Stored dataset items
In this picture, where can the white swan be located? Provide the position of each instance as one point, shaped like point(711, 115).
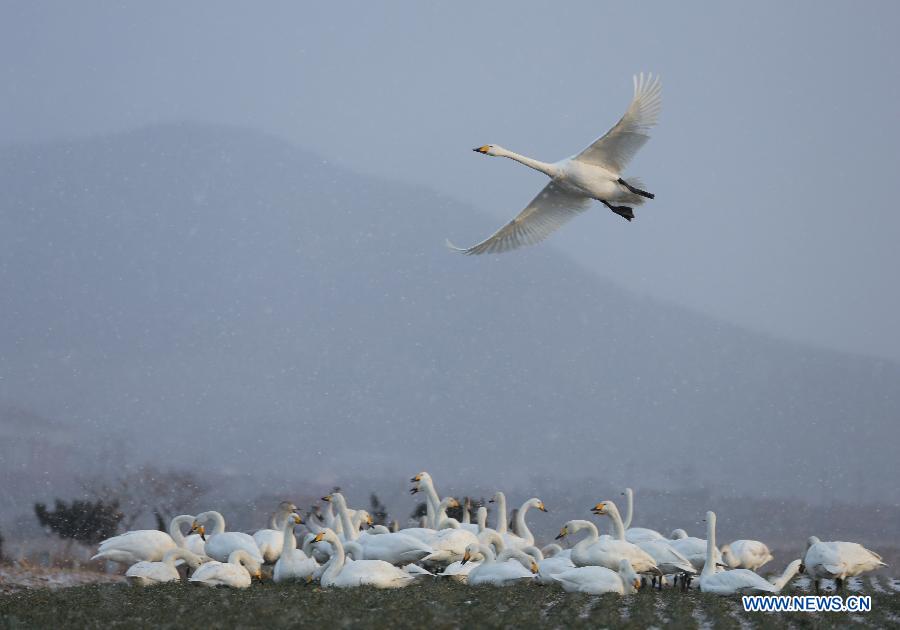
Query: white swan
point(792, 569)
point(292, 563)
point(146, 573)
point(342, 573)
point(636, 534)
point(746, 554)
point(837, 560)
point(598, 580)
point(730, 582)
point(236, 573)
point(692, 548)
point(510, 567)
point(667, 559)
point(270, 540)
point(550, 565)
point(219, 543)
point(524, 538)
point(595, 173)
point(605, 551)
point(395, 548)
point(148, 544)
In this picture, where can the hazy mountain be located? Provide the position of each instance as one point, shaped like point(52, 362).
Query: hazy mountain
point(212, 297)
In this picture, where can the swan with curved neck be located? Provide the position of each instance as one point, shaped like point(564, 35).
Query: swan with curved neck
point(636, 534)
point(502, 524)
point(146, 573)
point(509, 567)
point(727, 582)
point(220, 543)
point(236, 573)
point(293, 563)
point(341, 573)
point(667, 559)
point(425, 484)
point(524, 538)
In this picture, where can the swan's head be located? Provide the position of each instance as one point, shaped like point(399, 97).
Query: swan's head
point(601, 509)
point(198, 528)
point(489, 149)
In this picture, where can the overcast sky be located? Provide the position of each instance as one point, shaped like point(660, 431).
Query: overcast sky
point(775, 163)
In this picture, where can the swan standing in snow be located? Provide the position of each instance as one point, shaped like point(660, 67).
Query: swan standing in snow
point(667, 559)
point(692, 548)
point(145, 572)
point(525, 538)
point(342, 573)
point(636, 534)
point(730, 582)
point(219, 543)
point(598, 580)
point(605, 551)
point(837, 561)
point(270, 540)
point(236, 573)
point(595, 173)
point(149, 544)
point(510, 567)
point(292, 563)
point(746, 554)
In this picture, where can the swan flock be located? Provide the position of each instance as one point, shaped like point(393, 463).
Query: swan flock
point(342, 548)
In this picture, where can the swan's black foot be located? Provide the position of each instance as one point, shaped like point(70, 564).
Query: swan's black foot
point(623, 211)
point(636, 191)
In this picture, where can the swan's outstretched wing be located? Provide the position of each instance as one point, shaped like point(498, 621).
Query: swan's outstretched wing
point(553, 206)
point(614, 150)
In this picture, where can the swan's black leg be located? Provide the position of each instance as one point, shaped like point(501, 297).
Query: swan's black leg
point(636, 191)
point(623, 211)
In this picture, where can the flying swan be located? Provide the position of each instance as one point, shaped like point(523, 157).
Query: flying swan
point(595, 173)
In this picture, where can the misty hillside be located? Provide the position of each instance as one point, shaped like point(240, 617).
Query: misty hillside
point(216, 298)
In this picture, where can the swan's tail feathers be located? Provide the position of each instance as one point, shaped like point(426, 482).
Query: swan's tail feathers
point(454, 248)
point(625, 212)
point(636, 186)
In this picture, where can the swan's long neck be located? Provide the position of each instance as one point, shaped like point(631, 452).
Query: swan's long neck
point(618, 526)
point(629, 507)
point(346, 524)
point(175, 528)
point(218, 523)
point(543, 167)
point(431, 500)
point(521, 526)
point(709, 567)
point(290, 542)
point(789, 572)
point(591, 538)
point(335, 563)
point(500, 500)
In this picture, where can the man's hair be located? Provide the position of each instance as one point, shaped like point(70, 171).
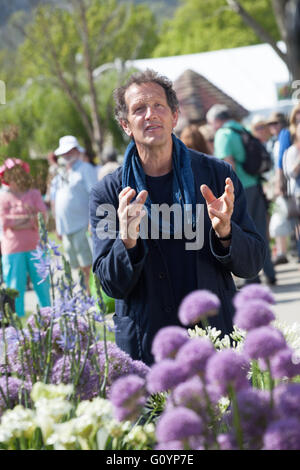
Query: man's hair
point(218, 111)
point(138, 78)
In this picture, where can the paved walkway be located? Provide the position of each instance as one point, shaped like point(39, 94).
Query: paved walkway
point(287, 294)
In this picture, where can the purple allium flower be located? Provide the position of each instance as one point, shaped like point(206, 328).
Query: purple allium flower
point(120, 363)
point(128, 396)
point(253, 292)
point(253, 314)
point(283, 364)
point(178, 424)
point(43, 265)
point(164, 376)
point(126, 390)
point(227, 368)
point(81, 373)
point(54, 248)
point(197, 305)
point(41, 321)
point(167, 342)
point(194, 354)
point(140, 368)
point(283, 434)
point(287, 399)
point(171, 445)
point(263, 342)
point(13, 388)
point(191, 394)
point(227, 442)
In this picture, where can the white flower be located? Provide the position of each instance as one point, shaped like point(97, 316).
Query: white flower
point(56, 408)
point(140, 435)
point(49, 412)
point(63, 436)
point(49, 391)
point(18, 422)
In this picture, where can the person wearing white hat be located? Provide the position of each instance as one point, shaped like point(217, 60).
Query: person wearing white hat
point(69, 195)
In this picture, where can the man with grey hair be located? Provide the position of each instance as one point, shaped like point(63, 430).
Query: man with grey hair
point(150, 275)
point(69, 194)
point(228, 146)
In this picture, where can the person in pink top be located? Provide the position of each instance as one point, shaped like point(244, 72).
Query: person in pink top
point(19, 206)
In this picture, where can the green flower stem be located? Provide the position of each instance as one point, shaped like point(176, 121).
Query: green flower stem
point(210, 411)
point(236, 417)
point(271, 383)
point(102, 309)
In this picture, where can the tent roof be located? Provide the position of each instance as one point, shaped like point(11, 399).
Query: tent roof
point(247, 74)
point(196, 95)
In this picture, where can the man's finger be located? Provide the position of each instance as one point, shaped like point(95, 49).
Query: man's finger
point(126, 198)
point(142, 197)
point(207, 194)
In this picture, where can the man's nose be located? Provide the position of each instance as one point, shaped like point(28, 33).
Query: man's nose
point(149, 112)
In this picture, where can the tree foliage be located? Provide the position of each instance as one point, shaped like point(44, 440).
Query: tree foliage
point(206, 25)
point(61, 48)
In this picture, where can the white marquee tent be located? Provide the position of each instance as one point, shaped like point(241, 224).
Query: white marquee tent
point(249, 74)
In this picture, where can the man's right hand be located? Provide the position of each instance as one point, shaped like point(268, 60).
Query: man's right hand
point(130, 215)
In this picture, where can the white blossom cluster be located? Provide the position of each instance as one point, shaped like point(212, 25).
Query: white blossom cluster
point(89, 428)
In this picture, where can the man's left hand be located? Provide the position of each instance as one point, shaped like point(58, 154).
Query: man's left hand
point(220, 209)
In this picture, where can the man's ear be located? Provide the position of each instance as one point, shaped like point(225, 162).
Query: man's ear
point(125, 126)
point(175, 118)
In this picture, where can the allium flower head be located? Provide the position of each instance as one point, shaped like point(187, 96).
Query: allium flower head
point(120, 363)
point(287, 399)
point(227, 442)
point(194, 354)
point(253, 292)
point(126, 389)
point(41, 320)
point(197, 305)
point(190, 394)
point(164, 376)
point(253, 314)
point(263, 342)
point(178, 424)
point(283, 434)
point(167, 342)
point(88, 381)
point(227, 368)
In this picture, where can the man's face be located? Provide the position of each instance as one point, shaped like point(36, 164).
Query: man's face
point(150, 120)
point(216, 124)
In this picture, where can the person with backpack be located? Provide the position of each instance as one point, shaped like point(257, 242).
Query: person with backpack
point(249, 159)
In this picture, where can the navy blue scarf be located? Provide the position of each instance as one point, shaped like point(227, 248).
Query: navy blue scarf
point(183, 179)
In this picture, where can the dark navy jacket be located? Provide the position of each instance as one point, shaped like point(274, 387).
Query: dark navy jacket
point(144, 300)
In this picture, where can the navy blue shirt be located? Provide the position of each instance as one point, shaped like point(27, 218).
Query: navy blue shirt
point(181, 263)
...
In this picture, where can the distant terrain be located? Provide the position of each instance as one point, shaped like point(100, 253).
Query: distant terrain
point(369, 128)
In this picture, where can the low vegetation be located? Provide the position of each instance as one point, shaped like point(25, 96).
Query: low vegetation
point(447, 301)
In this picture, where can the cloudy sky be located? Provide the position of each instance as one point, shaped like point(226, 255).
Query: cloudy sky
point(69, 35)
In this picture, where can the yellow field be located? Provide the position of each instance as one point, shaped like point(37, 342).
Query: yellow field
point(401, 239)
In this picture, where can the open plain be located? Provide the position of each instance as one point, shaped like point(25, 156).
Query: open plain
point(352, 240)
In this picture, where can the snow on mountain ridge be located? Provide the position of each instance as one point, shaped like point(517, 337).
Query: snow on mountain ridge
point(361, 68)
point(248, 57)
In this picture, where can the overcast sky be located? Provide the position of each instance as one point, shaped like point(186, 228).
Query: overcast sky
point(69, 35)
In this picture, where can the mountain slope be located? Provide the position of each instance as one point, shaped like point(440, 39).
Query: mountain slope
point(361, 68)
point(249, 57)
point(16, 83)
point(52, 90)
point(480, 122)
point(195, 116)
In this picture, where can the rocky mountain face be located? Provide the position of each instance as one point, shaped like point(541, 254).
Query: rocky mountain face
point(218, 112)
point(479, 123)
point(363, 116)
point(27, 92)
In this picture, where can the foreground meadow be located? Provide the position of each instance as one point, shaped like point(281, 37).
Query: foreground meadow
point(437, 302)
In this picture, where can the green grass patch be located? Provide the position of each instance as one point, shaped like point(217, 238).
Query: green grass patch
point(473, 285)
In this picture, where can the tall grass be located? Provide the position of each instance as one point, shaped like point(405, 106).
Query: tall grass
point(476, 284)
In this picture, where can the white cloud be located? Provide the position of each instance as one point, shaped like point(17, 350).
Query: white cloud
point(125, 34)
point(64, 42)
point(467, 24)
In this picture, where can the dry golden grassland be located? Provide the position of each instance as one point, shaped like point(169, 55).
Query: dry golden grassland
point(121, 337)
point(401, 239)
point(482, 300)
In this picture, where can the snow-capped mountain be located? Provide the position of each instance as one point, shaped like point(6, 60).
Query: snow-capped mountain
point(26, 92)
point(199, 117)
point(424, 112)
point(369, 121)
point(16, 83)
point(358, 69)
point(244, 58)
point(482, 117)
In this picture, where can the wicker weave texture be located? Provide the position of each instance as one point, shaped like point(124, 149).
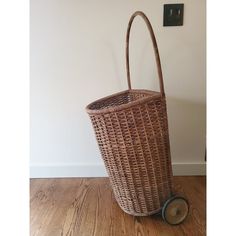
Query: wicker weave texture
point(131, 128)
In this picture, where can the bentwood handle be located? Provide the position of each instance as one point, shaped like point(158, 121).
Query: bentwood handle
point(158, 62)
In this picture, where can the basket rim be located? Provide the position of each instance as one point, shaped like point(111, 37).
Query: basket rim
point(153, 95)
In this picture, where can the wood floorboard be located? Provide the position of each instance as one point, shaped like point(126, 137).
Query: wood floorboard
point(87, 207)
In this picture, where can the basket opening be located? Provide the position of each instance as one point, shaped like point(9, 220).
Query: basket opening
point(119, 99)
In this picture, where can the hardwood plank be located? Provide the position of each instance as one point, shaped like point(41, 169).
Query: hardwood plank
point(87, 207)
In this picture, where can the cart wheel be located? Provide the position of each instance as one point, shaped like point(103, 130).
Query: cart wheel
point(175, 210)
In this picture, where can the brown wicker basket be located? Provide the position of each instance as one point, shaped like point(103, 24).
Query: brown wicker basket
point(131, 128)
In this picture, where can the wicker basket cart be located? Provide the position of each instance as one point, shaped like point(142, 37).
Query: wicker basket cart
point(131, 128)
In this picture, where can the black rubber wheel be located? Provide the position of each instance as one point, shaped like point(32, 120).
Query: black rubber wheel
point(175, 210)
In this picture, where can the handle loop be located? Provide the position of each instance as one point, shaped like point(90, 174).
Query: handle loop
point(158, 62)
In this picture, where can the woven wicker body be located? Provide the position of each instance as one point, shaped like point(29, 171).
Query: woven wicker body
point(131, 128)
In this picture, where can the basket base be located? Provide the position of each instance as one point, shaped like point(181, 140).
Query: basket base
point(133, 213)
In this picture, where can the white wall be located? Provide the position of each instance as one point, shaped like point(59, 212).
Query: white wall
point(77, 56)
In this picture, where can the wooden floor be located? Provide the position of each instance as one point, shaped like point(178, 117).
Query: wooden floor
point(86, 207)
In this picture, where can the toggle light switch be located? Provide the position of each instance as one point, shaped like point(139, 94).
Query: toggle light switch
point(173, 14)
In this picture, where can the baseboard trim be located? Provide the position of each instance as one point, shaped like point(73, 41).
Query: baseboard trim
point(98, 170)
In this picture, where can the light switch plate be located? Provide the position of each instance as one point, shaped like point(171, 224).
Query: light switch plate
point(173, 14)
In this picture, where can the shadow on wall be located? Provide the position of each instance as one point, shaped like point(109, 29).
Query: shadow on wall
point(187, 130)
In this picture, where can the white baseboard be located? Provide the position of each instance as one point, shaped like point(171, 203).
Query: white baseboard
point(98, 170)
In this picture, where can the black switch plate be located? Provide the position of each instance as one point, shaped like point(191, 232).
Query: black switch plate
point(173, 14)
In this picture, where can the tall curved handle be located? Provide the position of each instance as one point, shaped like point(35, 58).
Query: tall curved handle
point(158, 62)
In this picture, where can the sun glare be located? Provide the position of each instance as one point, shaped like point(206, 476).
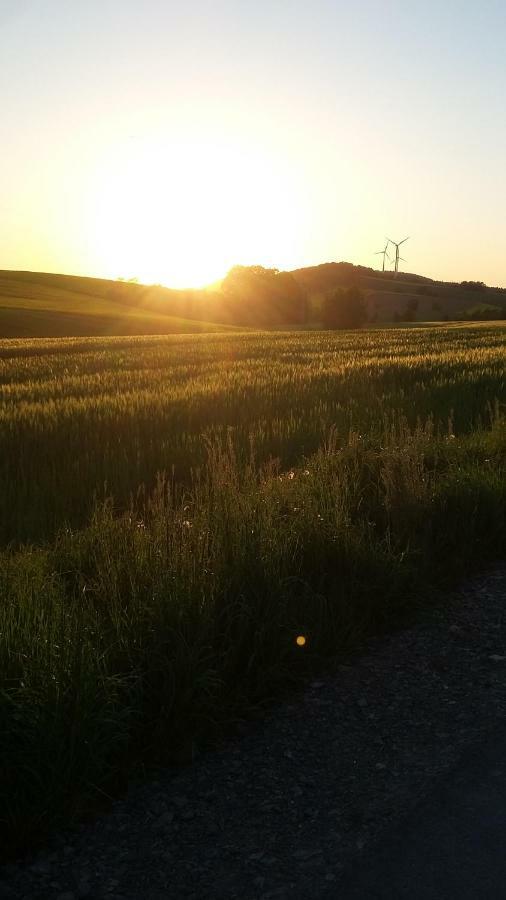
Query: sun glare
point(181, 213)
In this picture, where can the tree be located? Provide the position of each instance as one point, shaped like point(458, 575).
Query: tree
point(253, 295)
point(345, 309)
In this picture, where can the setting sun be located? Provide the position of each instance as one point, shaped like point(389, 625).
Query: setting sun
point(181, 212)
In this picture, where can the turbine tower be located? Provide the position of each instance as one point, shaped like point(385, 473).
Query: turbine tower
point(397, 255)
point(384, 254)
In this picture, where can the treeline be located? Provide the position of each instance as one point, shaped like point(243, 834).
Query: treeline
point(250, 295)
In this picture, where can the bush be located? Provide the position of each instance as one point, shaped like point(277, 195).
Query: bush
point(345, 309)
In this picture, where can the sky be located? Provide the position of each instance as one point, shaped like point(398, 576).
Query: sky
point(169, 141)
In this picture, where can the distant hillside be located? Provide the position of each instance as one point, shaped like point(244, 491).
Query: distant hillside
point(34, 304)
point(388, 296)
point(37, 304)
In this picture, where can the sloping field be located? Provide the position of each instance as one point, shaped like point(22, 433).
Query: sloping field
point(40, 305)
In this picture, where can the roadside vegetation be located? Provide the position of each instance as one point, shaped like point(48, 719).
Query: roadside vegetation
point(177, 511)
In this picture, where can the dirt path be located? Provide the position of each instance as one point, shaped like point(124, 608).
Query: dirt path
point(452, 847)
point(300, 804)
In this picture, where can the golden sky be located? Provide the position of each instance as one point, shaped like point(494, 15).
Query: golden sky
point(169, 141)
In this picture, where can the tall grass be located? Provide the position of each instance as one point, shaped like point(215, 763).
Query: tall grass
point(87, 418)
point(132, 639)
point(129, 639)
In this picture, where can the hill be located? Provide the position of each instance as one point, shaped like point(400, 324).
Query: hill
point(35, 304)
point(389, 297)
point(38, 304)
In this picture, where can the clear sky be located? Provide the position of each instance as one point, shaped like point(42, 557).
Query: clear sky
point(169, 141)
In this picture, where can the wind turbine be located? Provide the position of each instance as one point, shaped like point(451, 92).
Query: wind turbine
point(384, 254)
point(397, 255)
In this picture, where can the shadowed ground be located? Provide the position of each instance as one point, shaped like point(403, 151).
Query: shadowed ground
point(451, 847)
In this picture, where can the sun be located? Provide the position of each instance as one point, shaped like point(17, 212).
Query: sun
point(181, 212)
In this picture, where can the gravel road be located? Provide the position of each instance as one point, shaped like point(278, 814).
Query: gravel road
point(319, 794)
==
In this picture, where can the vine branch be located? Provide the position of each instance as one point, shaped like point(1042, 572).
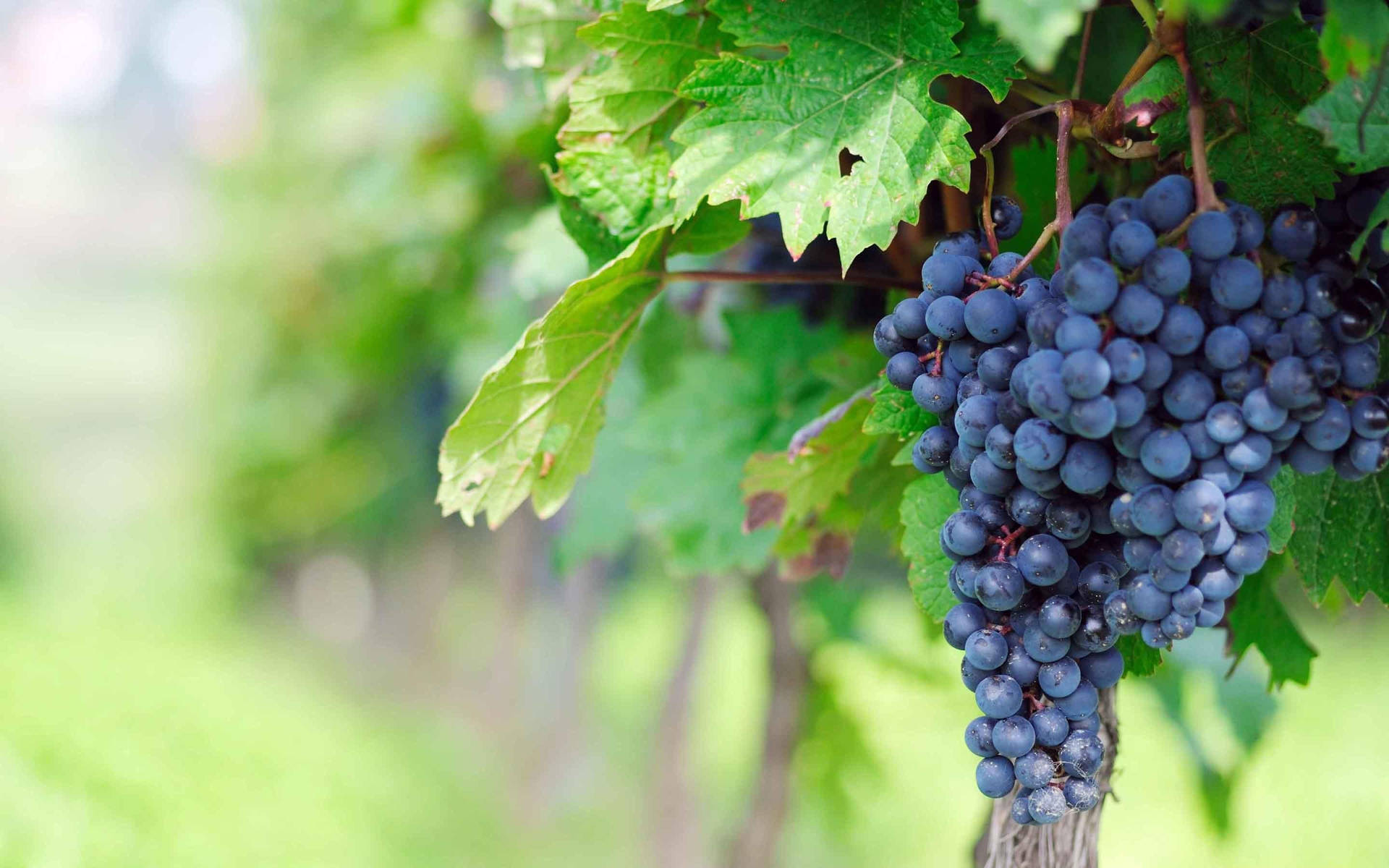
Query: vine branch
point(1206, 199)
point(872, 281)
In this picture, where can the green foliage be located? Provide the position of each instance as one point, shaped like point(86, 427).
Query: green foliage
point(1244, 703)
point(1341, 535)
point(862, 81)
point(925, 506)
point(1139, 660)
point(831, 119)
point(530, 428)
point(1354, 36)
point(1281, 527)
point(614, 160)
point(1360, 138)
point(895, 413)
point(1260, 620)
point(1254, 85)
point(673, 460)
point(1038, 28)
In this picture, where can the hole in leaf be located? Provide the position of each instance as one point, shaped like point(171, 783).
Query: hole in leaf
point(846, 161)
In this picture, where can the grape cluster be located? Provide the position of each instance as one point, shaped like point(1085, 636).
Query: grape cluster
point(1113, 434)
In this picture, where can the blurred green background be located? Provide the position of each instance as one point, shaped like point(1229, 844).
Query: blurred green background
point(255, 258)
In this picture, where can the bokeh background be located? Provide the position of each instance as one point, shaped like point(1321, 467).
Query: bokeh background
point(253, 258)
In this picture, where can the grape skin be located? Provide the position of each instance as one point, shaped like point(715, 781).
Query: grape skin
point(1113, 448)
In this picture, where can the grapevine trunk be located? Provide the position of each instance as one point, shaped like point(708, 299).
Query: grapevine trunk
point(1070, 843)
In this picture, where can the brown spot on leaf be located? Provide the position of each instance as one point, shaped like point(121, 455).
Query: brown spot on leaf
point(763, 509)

Written request
Retype the lines that start at the one containing "like point(660, 431)." and end after the one containing "point(775, 163)", copying them without any change.

In response
In this picture, where can the overcast sky be located? Provide the position of each instance as one point, shaped like point(660, 431).
Query: overcast sky
point(775, 163)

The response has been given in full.